_PROVIDED TEXT_
▬▬▬▬▬▬
Project: 101104921 - HORIZON-MSCA-2022-PF-01 - European Research Executive Agency
Google Adds Yorùbá and Hausa to AI Search: A Nuanced Leap Forward
Google has expanded its AI Search to include two of Nigeria’s "Big Three" languages, marking a major milestone for digital accessibility. However, the omission of Igbo and Nigerian Pidgin raises urgent questions about linguistic hierarchy, standardization and "data sovereignty." As AI begins to set a digital standard for indigenous tongues, we must ask: are we seeing true inclusion, or simply Western knowledge wearing a local mask?
LAGOSTECH Analysis
Google has expanded its AI-powered Search features in Nigeria to include Yorùbá and Hausa. Users can now interact with AI Overviews and AI Mode in these languages—asking questions and receiving summaries that mirror local speech patterns. With this update, Google now supports 13 African languages across its AI Search tools. While the tech press frames this as a victory for inclusivity, we view it as a compelling case study in the ongoing “platformization” of Nigerian culture.
This expansion is powered by the global Gemini architecture, though the “Africanization” of the model was driven largely by Google’s AI Research Lab in Accra and its Product Development Center in Nairobi. Taiwo Kola-Ogunlade, Google’s Communications Manager for West Africa, noted that the effort required a “nuanced understanding of local information.”
Which Inclusion, and for Whom?
Nigeria is home to over 250 indigenous languages. While Yorùbá and Hausa represent two of the “Big Three,” the absence of Igbo from the AI Search interface is striking—especially since Igbo is already supported in the standalone Gemini app and was a primary focus of Google’s 2025 Project WAXAL dataset.
Equally notable is the omission of Nigerian Pidgin. As the primary lingua franca of Lagos markets and digital spaces, its exclusion highlights a persistent technical hurdle: AI still struggles to formalize “creole” languages that thrive on fluidity and oral tradition.
The Feedback Loop of Data
Google states that the 13 selected African languages—including Afrikaans, Swahili, and Zulu—were chosen based on “strong search activity.” However, this metric creates an algorithmic feedback loop. By prioritizing languages that already possess high digital volume, AI reinforces existing linguistic hierarchies rather than dismantling them.
▬▬▬▬▬▬
_TO DO_
**A.** Reproduce word for word the passage of the Google AI Search article between "Equally notable is" and "than dismantling them.", inclusive.
**B.** Decide whether each statement agrees with the Google AI Search article, giving yes or no and quoting the deciding words: (i) After the update, Google's AI Search tools support 13 African languages. (ii) Igbo is available in the AI Search interface. (iii) Nigeria has fewer than 100 indigenous languages.
▬▬▬▬▬▬
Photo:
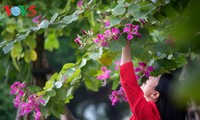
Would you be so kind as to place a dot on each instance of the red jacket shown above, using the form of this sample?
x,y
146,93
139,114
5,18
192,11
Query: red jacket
x,y
141,109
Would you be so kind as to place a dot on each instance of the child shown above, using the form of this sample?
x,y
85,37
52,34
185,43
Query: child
x,y
152,100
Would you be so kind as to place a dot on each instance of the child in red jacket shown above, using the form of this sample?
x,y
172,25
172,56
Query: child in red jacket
x,y
151,101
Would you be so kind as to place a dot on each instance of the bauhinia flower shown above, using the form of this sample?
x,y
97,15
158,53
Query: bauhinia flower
x,y
24,102
112,34
117,64
105,75
101,40
80,3
37,115
16,88
37,19
78,40
106,23
118,96
142,21
144,69
131,30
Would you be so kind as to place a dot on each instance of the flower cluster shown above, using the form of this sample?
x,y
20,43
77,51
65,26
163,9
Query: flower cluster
x,y
117,65
103,39
131,30
38,19
105,75
144,69
80,3
110,34
24,102
118,96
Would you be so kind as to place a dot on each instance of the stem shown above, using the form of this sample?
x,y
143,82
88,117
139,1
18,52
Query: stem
x,y
17,115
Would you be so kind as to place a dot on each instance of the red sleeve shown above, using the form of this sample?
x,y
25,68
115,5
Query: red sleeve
x,y
141,109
▬▬▬▬▬▬
_RESULTS BY TASK_
**A.**
Equally notable is the omission of Nigerian Pidgin. As the primary lingua franca of Lagos markets and digital spaces, its exclusion highlights a persistent technical hurdle: AI still struggles to formalize “creole” languages that thrive on fluidity and oral tradition.
The Feedback Loop of Data
Google states that the 13 selected African languages—including Afrikaans, Swahili, and Zulu—were chosen based on “strong search activity.” However, this metric creates an algorithmic feedback loop. By prioritizing languages that already possess high digital volume, AI reinforces existing linguistic hierarchies rather than dismantling them.

**B.**
(i) Yes: "With this update, Google now supports 13 African languages across its AI Search tools."
(ii) No: "the absence of Igbo from the AI Search interface is striking"
(iii) No: "Nigeria is home to over 250 indigenous languages."